Given instruction A. Gather every line of the entries that contains the word "woman", treating uppercase and lowercase letters as different.

Passage shown.
***

Van der Merwe testified to the commission about Mkhwanazi's and Matlala's involvement in the coverup, torture and murder of a robbery suspect in 2022. The suspect had apparently had a plastic bag put over his head to suffocate him until he confessed to the robbery. When the suspect died, van der Merwe testified that he was instructed by Mkhwanazi to dispose of the body and when the body was found later in a reservoir in Nigel, police informant Jaco Hanekom told the witness that Mkhwanazi would cover up the situation.

President Ramaphosa released a statement on 6 December offering his condolences to van der Merwe's family and pledging to redouble efforts to protect whistleblowers and continue to fight corruption. Glynnis Breytenbach of the Democratic Alliance released a statement with a similar message. Justice Minister Mmamoloko Kubayi defended the government's witness protection program and the security provided to commission witnesses, placing blame on the South African media for discovering Witness D's identity.

After van der Merwe was killed, media sources began to place doubt on the continuation of the commission and speculated about the safety of other commission witnesses and other whistleblowers. While van der Merwe declined witness protection, several previous whistleblowers under government protection reported that they feared for their lives. Several commission witnesses reported receiving threats against their lives, with one potential witness afraid to testify due to possibly being next on the hit list.

=== Assassination of Jaco Hanekom===
Jaco Hanekom, a police informant, was killed in March 2023 after witnessing an illegal copper raid by the Ekurhuleni Metropolitan Police Department (EMPD) in Meyerton, which was outside its operational area. In 2022, Hanekom obtained CCTV footage allegedly showing EMPD officers conducting an unauthorized operation at a workshop outside the municipality's lawful policing area. The footage was said to depict the seizure of copper cable under the guise of a police operation. Rovo Spies testified at the commission that the operation shown in the footage was not recorded in official EMPD documentation and lacked a lawful basis, characterizing it as criminal rather than a legitimate law-enforcement action. He also indicated that acting deputy EMPD Chief, Julius Mkhwanazi was also at the scene. Hanekom was killed a few days after the officers who were accused of the theft of the copper in Meyerton got bail.

***

Dataset records.
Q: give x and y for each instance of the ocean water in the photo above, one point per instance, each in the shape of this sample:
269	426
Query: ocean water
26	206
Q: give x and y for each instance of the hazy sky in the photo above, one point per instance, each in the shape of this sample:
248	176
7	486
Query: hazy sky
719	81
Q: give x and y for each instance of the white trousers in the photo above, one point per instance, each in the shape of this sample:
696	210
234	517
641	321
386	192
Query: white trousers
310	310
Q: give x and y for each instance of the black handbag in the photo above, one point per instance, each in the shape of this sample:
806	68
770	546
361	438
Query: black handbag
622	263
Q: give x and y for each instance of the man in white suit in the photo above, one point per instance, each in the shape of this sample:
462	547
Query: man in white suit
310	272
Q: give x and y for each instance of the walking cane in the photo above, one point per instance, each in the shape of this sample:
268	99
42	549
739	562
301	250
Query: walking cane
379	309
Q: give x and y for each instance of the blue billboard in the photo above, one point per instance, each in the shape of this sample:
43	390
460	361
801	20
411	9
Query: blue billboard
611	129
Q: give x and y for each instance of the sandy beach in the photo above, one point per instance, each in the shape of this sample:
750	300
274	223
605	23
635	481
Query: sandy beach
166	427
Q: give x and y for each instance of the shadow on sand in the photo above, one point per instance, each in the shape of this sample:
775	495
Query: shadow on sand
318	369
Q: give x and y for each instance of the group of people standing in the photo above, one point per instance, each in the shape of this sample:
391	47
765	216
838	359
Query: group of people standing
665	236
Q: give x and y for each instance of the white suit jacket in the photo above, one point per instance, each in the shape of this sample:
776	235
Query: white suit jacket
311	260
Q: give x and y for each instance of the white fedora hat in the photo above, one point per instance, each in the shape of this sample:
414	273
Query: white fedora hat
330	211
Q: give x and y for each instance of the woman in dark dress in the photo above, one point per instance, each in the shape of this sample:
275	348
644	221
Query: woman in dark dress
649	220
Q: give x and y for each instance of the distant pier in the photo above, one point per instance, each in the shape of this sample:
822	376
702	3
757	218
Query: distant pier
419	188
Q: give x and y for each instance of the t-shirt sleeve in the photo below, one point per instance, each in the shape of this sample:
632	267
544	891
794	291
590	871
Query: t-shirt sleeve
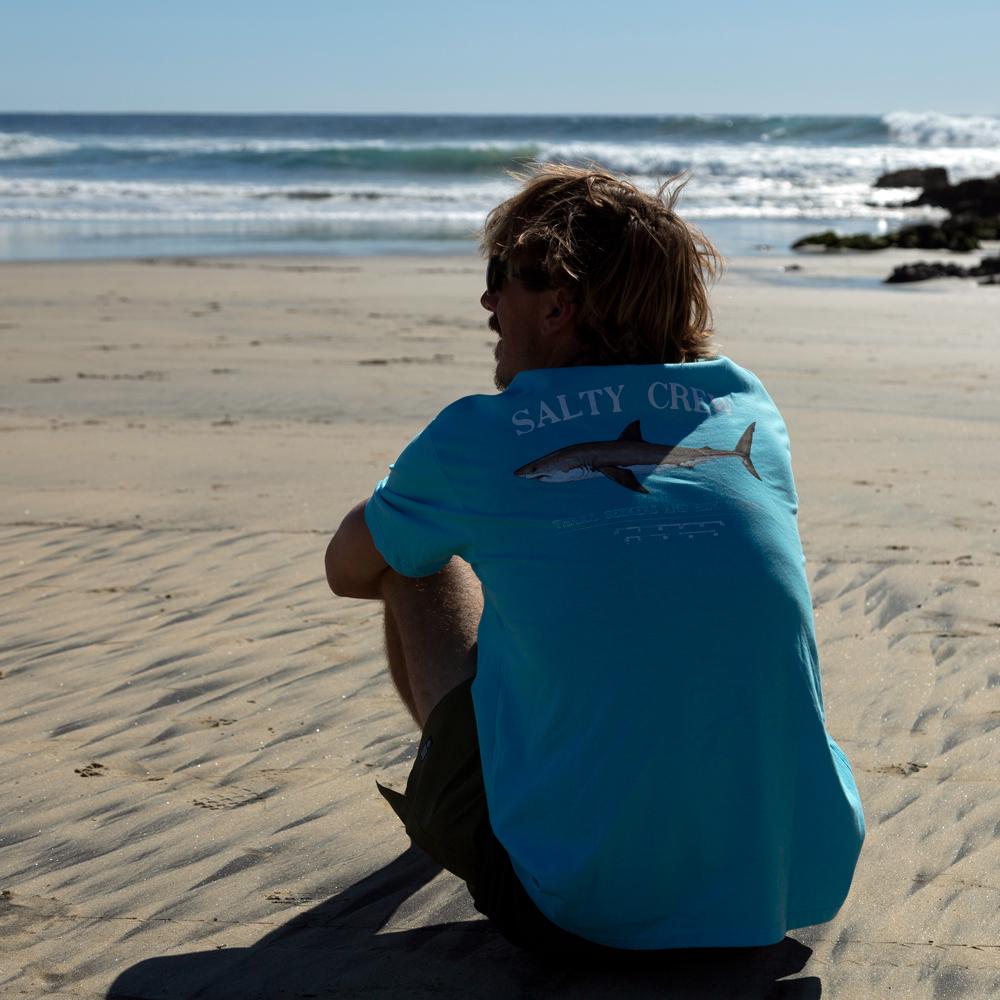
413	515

***

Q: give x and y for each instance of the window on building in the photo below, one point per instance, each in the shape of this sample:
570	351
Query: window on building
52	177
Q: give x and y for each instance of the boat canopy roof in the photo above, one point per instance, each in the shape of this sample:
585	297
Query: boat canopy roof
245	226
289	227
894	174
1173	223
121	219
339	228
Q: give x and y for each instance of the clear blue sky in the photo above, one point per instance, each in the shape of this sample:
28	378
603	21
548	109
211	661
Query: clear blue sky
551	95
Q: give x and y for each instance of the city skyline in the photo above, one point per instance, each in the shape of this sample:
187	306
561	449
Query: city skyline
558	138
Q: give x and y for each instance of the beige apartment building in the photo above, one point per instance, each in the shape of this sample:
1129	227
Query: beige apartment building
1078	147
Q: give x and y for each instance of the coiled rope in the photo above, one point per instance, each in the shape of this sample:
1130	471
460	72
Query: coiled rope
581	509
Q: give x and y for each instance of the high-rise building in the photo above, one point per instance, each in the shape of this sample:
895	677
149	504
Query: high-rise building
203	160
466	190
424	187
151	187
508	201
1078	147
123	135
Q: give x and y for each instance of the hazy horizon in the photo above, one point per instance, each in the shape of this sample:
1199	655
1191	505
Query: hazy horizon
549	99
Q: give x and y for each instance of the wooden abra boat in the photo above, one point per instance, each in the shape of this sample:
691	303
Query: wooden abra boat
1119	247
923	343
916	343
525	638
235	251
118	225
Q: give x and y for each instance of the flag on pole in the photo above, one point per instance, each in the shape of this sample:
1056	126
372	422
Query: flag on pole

***

Given instruction B. Reproduce the passage about the commission, starting at "Van der Merwe testified to" and ending at "up the situation.", with each occurrence of "suspect" renamed to "detainee".

Correct output A.
Q: give x and y for each instance of the woman in dark dress in the photo above, one point per instance, each in the shape of this sample:
Query: woman in dark dress

Correct output B.
Van der Merwe testified to the commission about Mkhwanazi's and Matlala's involvement in the coverup, torture and murder of a robbery detainee in 2022. The detainee had apparently had a plastic bag put over his head to suffocate him until he confessed to the robbery. When the detainee died, van der Merwe testified that he was instructed by Mkhwanazi to dispose of the body and when the body was found later in a reservoir in Nigel, police informant Jaco Hanekom told the witness that Mkhwanazi would cover up the situation.